Page extract:

Tumor Heterogeneity and Drug Resistance in Cholangiocarcinoma

Cholangiocarcinoma is a rare and aggressive tumor of the bile ducts with a median survival of less than one year. It affects approximately 8,000-10,000 new people each year. The discovery of mutations in the metabolic gene IDH1 in 20% of patients and FGFR2 fusions in 15% of patients with intrahepatic cholangiocarcinoma has the potential to be a gamechanger for these patients. While IDH1 inhibitors and FGFR inhibitors have shown some benefit, they have not been the home run we have hoped for. Several patients do not respond to the drugs despite having the target, and several other patients progress after only 3 to 6 months on therapy. A major reason for this drug failure is tumor heterogeneity, or the presence of mixed populations of sensitive and resistant clones.

Assigned task 1:
Render this sentence from the cholangiocarcinoma passage in Spanish: "A major reason for this drug failure is tumor heterogeneity, or the presence of mixed populations of sensitive and resistant clones."
Assigned task 2:
Decide whether each statement agrees with the cholangiocarcinoma passage, answering yes or no and quoting the words that settle it: (a) FGFR2 fusions occur in 15% of patients with intrahepatic cholangiocarcinoma. (b) Every patient who has the target responds to the drugs. (c) The median survival is more than two years.
Assigned task 3:
Pick up the cholangiocarcinoma passage after its final sentence and carry it forward.
The records play no part in the work here.

Entries provided:
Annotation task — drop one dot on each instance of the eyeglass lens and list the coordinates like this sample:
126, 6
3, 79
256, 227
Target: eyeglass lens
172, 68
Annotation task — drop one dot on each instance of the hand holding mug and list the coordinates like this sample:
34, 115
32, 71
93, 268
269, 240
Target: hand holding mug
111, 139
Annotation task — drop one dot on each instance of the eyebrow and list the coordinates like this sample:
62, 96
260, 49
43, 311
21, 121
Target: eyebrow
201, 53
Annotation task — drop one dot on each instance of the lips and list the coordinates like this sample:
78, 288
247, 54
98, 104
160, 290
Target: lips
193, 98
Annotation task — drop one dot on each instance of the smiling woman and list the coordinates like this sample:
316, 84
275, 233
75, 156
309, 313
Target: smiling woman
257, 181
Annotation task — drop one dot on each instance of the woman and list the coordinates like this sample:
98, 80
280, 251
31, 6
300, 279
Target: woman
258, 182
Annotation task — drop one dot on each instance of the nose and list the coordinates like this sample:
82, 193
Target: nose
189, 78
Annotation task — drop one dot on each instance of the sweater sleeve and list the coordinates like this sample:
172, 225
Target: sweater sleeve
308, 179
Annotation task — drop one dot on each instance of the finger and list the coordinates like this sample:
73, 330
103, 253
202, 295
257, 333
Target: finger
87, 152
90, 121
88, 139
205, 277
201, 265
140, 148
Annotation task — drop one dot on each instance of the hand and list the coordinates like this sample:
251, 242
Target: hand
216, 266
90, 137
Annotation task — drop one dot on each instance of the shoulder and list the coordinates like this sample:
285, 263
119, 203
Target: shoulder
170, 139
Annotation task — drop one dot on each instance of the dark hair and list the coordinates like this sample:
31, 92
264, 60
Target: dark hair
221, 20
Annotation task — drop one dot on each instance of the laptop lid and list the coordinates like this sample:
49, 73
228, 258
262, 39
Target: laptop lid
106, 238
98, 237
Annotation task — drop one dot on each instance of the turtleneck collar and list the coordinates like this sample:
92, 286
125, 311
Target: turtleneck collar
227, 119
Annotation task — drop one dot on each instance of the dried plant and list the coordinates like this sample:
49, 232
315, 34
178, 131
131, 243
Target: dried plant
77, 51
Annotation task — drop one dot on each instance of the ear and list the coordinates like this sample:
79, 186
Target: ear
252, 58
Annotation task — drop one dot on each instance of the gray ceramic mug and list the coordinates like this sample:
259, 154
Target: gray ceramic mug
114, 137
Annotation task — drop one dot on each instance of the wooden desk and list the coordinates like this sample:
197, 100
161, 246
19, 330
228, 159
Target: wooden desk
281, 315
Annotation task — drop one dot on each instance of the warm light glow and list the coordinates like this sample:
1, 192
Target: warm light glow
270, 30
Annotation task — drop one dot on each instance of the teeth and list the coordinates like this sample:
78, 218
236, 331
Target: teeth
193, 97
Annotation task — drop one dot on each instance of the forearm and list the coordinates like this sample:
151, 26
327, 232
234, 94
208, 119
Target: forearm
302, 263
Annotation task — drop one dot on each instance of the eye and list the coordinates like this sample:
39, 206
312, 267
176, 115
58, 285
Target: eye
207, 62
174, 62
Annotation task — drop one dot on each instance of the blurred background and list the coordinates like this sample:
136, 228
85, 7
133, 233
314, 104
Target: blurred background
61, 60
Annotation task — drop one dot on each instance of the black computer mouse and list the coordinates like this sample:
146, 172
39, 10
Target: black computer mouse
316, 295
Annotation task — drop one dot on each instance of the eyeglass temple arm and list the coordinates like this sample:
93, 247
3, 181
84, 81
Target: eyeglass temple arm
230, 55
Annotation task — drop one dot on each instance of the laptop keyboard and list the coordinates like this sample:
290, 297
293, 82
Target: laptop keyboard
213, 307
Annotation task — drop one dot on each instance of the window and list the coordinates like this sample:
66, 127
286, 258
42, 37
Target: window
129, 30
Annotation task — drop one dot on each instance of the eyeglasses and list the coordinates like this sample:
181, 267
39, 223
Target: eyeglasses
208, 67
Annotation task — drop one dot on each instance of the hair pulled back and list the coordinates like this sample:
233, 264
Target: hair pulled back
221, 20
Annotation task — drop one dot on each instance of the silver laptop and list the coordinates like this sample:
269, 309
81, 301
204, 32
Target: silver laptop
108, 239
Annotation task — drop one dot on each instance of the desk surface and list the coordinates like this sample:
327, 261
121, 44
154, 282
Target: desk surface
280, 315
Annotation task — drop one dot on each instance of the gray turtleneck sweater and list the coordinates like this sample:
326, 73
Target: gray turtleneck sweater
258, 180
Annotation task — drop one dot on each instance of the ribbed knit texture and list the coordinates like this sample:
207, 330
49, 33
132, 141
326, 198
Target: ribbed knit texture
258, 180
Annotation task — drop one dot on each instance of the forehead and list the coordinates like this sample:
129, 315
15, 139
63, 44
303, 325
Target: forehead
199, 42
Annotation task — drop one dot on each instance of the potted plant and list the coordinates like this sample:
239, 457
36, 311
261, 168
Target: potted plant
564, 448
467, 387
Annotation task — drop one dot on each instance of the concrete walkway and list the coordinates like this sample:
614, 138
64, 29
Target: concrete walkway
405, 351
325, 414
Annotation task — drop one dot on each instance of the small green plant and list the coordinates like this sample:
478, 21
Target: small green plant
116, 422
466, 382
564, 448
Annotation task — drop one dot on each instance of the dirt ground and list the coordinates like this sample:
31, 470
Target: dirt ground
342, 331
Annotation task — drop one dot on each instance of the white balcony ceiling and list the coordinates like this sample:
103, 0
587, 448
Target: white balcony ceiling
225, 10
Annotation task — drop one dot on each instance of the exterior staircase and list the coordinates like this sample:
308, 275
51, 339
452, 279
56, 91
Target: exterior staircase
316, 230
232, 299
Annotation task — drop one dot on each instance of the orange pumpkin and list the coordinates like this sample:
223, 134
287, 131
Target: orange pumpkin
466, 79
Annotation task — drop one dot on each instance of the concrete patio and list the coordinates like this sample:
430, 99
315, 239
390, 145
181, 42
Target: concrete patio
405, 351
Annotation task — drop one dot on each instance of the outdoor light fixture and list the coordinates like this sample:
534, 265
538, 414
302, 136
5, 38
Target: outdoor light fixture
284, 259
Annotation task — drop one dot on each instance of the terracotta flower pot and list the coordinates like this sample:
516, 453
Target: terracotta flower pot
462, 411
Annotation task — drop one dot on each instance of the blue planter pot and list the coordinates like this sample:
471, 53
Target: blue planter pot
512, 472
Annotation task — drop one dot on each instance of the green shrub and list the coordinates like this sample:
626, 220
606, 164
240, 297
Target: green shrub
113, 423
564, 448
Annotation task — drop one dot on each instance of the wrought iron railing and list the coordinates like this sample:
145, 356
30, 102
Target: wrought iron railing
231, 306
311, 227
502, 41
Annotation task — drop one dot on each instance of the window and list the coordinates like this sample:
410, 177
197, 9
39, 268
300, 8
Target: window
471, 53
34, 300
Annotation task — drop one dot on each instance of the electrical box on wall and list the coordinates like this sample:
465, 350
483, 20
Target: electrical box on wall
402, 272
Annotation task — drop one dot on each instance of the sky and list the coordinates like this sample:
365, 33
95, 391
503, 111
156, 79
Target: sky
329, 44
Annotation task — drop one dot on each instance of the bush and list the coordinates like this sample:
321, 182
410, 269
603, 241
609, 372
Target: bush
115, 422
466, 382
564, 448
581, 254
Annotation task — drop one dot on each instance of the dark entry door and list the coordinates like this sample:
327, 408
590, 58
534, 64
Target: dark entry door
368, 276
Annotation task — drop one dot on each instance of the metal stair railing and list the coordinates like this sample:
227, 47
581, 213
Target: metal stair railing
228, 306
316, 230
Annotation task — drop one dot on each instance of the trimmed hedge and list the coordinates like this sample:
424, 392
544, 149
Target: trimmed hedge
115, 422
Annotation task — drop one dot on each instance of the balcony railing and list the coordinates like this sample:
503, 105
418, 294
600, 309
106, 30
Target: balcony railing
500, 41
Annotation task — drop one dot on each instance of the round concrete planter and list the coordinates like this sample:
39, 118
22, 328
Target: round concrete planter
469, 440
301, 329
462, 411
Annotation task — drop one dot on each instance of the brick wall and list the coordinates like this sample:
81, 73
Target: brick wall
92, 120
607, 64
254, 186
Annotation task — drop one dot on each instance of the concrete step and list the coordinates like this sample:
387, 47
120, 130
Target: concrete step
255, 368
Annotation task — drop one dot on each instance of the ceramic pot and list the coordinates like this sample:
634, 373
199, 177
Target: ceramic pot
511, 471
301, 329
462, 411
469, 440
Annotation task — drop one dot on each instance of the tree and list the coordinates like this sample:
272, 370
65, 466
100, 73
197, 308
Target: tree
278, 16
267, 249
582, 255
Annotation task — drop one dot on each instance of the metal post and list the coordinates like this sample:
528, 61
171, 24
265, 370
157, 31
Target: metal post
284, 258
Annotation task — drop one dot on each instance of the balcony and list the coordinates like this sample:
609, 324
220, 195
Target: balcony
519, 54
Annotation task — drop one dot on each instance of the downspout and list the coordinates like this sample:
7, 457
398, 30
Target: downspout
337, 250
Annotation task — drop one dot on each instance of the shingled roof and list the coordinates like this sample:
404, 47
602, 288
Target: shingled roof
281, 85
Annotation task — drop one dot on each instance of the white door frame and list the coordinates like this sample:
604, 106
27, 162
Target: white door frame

Output 1:
Una de las principales razones de este fracaso farmacológico es la heterogeneidad tumoral, es decir, la presencia de poblaciones mixtas de clones sensibles y resistentes.

Output 2:
(a) Yes: "FGFR2 fusions in 15% of patients with intrahepatic cholangiocarcinoma"
(b) No: "Several patients do not respond to the drugs despite having the target"
(c) No: "a median survival of less than one year"

Output 3:
Dr. Lipika Goyal MD, MPhil is a recognized expert in IDH1 and FGFR2 mutant cholangiocarcinoma, having helped develop drugs that are slated to gain FDA approval for these cancers in 2021. She would now like to study how we can make these drugs work for more patients and also prolong responses in those for whom they’re already working. Dr. Goyal has developed a large tissue repository, the Cholangiocarcinoma Biobank, and a world class collection of patient-derived laboratory models with her collaborators, and these will serve as a ready resource to catapult these studies forward.